▶ TASK
Please write the next part of the passage on HIV and the central nervous system, starting right after its final sentence.

▶ TEXT PASSAGE

╭──

HIV enters the central nervous system (CNS) early in infection, likely via infected macrophages/microglia [3, 6]. CNS invasion by HIV is associated with several abnormalities, including encephalomyelitis, radiculopathy, and a number of opportunistic infections of the CNS [8, 14, 15]. Inflammation in the peripheral nervous system causing painful neuropathy is also common. Such insults to the CNS can lead to HIV-associated dementia (HAD), which has displayed a decreasing incidence rate with the advent of antiretroviral therapy (ART) [20]. However, a less severe but clinically relevant neurocognitive abnormality termed HIV-associated mild neurocognitive disorder is actually increasing in prevalence among ART-experienced patients who do not display additional clinical manifestations of ongoing HIV infection [17]. Moreover, although as a subcortical disorder, HAD is distinct from Alzheimer’s disease, it has been postulated that the neurotoxic as well as ancillary effects of HIV infection (such as increasing amyloid levels) could predispose infected individuals to Alzheimer’s disease pathogenesis [5].

It is thought that human neurons are not productively infected by HIV [11]. However, the HIV coat protein gp120 has been implicated in neuronal cell death, either through alterations of microglia and astrocyte physiology or through direct neuronal contact and induction of pro-apoptotic signaling [2, 4, 24]. Accordingly, a need for novel approaches to prevent HIV-associated CNS pathologies, including those that would inhibit the direct killing effects of HIV gp120 on neurons is indicated.

╰──

▶ INFORMATION PROVIDED
╭──

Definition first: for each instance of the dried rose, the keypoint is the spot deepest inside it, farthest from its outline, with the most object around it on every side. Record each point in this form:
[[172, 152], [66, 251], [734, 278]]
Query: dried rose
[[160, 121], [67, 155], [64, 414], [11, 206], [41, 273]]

╰──

▶ TASK RESPONSE
HIV attachment inhibitors (AIs) are small molecules that prevent the initial stages of HIV infection by binding to gp120, inducing conformational changes in both its CD4− and coreceptor-binding regions [10, 13]. These effects are sufficient to inhibit infection of both CD4-dependent and CD4-independent HIV strains [22], and we therefore postulated that AIs might prevent gp120-mediated destruction of CD4-negative neuronal cells.

To test this hypothesis, we employed the neuronal cell lines SH-SY5Y and BE(2)M-17 (ATCC, Manassas, VA). Twenty thousand of these cells were seeded into 96-well plates and were differentiated using a 3 day treatment with 20 μM retinoic acid (RA, Sigma, St. Louis, MO), followed by a 5 day treatment with 50 ng/ml brain-derived growth factor (BDNF, Invitrogen, Carlsbad, CA) to induce the formation of neurite outgrowths reminiscent of those of primary human neurons [4, 24]. Immunofluorescence was employed to characterize the SH-SY5Y surface pattern of proteins that facilitate HIV entry, which revealed the expression of the HIV coreceptors CXCR4 and CCR5 and the lack of expression of the primary HIV receptor CD4 (data not shown), consistent with previous observations [9].

To study the effects of native trimeric HIV Env on these cells, a replication-defective virus-like particle (VLP) was engineered in which a portion of the polymerase gene (of the NL4-3 genome) containing reverse transcriptase and integrase, as well as the vif and vpr genes were deleted as described previously [1]. A stop codon was also introduced into the env gene of this VLP genome, allowing NL4-3 cores to be coated with exogenous Envs. VLPs were produced by cotransfection of DNAs containing selected env sequences and the NL4-3 backbone into 293T cells using Lipofectamine and Plus reagents (Invitrogen). The supernatants from these cultures were harvested, and the particles were concentrated by ultracentrifugation through a 20% sucrose cushion. These particles were examined for envelope protein content by western blot and ELISA and were found to have a coat density consistent with that of infectious particles, as described previously [1]. For studies of clinical isolates, infectious HIV was inactivated with Aldrithiol-2 as described previously [21].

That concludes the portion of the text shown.